> Goal
Summarize the court report below on the cattle identification case in two sentences.
━━━━━ Text to read ━━━━━
Mr Sam Young (47), Clare Road, Tandragee, Craigavon was convicted at Armagh Magistrates' Court sitting in Newry Magistrates' Court on 4th October 2021 of one charge of failure to notify the movement of six cattle onto his holding and one charge of using an ear tag to identify an animal which had been previously used to identify another animal.
Mr Young pleaded guilty and was fined £2,000 plus £15 offender levy.
The case arose following a cattle identification inspection carried out by Officers from DAERA’s Welfare and Enforcement Branch.
Notes to editors:
- Mr Young was convicted of one charge of in contravention of Article 7.1 of Council Regulation (EC) No 1760/2000 and Article 6.3 of the Commission Regulation (EC) No2629/97, failed to notify the Department of Agriculture, Environment and Rural Affairs of the movement of six bovine animals onto his holding in accordance with the provisions of Regulation 7 of the Cattle Identification (Notification of Births, Deaths and Movement) Regulations (Northern Ireland) 1999, contrary to Regulation 5(1) of the Cattle Identification (Notification of Births, Deaths and Movement) Regulations (Northern Ireland) 1999.
- Mr Young was convicted of one charge of except with the permission of the Department of Agriculture, Environment and Rural Affairs, used for identifying an animal an ear tag which had at any time already been used for identifying another animal, contrary to Regulation 7A(B) of the Cattle Identification (No 2) Regulations (Northern Ireland) 1998.
━━━━━ Records provided ━━━━━
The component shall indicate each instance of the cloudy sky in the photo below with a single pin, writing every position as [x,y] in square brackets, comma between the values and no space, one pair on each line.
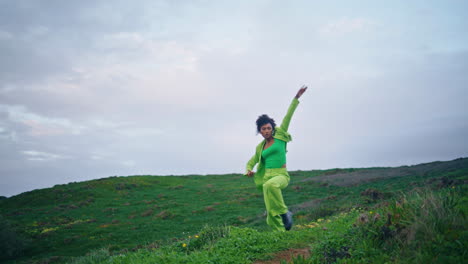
[91,89]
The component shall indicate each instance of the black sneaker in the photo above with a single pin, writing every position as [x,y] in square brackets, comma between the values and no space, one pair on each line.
[287,220]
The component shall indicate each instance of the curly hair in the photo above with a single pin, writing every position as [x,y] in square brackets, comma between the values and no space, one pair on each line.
[263,120]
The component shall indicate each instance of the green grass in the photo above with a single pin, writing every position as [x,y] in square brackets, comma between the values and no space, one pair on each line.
[148,219]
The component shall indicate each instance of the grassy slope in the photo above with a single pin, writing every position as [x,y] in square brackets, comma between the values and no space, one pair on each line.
[125,213]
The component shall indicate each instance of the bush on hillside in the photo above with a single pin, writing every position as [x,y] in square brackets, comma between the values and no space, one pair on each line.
[11,243]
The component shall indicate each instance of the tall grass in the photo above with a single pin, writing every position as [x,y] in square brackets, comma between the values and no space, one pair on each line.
[422,226]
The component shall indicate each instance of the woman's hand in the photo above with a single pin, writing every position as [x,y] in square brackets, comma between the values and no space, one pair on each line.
[301,91]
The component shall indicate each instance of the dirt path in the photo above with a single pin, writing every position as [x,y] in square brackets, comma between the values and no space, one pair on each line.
[286,255]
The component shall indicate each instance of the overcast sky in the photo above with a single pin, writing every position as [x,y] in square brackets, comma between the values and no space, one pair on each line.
[91,89]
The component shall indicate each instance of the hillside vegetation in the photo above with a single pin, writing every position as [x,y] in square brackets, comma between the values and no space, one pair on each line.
[409,214]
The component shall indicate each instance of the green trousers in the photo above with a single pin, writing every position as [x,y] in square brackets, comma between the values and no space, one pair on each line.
[273,182]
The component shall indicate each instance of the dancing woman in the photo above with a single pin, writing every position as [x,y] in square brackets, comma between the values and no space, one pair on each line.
[271,175]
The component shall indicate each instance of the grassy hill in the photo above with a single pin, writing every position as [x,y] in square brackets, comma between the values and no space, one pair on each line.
[350,215]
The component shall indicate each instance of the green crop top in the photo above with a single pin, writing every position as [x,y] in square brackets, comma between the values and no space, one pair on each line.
[275,155]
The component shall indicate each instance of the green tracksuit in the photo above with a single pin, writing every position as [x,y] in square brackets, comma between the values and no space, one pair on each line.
[270,177]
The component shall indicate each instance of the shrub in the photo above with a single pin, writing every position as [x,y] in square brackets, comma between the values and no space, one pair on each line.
[11,243]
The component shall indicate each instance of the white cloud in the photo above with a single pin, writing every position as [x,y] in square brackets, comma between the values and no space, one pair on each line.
[40,125]
[344,26]
[5,35]
[42,156]
[129,163]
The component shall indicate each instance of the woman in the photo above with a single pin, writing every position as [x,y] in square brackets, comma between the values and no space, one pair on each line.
[271,175]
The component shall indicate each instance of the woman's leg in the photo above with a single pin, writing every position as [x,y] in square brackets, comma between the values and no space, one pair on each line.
[274,201]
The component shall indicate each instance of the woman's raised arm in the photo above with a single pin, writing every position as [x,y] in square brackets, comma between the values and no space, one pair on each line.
[292,108]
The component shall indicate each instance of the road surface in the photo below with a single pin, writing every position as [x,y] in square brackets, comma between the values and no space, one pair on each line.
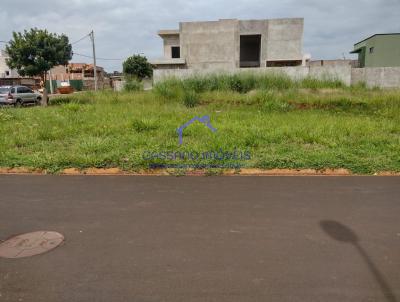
[132,238]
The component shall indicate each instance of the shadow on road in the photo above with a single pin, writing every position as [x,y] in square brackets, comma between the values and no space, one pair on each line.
[343,233]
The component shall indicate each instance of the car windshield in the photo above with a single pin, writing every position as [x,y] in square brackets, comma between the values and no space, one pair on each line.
[4,90]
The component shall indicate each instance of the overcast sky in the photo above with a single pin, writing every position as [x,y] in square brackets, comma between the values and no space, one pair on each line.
[125,27]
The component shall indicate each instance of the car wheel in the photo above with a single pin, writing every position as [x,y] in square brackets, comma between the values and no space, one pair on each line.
[18,103]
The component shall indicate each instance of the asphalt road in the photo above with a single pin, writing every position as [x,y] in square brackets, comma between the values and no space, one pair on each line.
[204,238]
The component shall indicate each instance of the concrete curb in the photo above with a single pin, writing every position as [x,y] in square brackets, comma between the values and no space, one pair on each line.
[196,172]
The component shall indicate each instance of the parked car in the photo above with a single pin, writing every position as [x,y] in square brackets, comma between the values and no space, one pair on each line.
[18,96]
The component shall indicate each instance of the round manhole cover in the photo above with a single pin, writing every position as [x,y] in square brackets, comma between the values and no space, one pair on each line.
[30,244]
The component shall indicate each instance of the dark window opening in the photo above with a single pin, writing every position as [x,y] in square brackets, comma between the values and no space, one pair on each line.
[284,63]
[250,49]
[175,52]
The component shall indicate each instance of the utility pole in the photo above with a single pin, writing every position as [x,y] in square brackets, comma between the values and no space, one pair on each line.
[94,60]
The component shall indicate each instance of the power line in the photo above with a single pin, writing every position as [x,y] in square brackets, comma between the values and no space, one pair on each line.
[85,36]
[97,58]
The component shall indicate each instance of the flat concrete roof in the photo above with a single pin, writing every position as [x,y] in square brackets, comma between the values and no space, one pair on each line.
[168,32]
[389,34]
[179,61]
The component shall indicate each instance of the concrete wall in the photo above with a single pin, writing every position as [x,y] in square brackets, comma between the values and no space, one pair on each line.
[385,77]
[285,39]
[216,44]
[209,44]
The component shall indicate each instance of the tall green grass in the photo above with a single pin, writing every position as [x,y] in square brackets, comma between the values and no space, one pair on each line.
[353,128]
[242,83]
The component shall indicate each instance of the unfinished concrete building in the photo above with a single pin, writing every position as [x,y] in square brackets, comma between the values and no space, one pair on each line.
[231,43]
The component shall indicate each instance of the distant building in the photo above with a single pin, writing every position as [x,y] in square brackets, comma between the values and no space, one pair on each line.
[232,43]
[76,71]
[79,75]
[380,50]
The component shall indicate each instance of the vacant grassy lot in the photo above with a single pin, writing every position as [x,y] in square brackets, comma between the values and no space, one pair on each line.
[278,122]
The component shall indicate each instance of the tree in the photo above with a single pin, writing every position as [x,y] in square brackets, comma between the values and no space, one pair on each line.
[138,67]
[35,52]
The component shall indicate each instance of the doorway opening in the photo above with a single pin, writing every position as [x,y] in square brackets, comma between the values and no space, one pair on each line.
[250,49]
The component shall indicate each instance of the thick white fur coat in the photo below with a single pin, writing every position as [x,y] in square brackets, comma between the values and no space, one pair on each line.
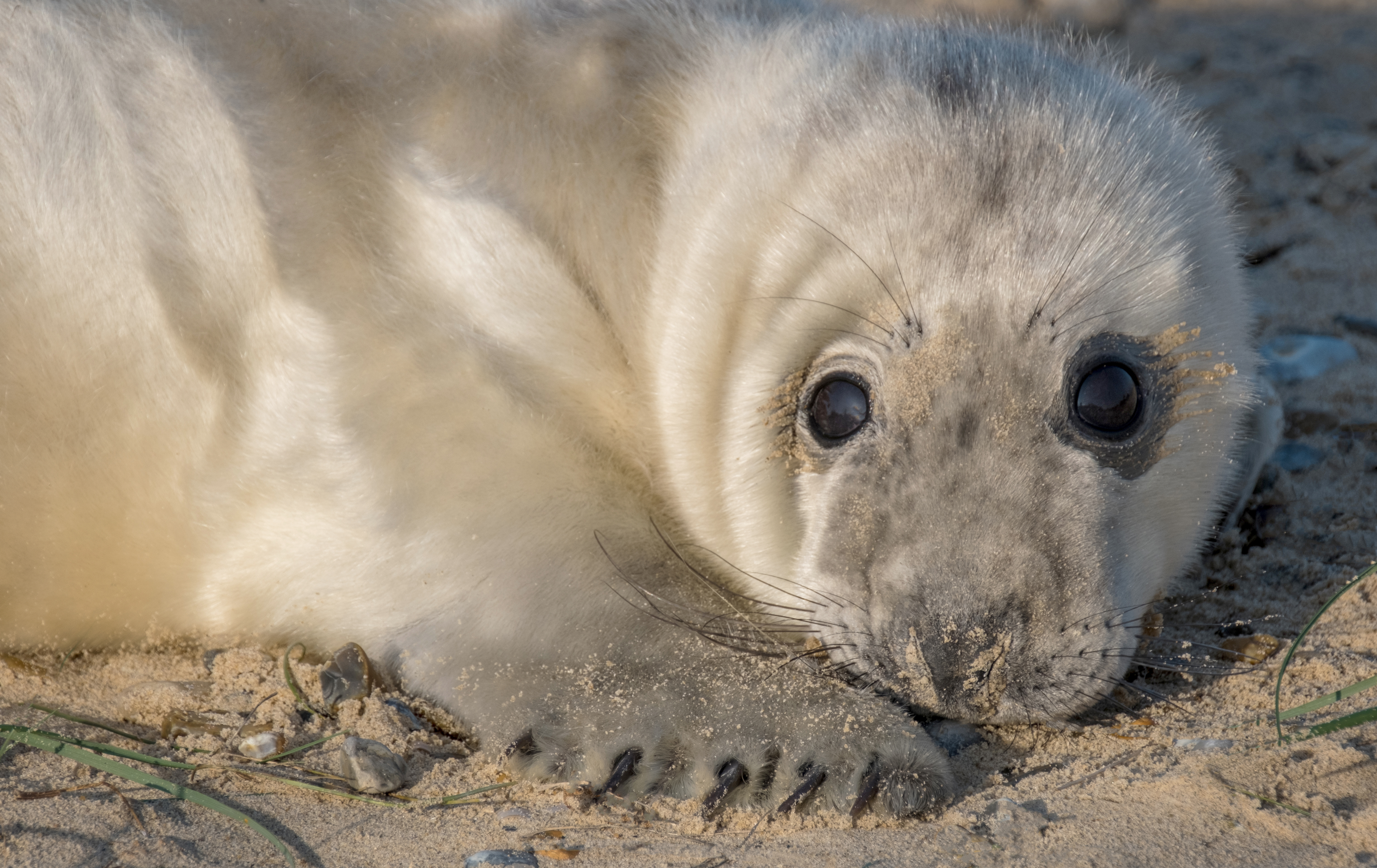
━━━━━
> Expected answer
Mr Sam Young of Tandragee was convicted on 4th October 2021 of failing to notify the movement of six cattle onto his holding and of using an ear tag that had previously identified another animal. He pleaded guilty and was fined £2,000 plus a £15 offender levy, after a cattle identification inspection by officers from DAERA's Welfare and Enforcement Branch.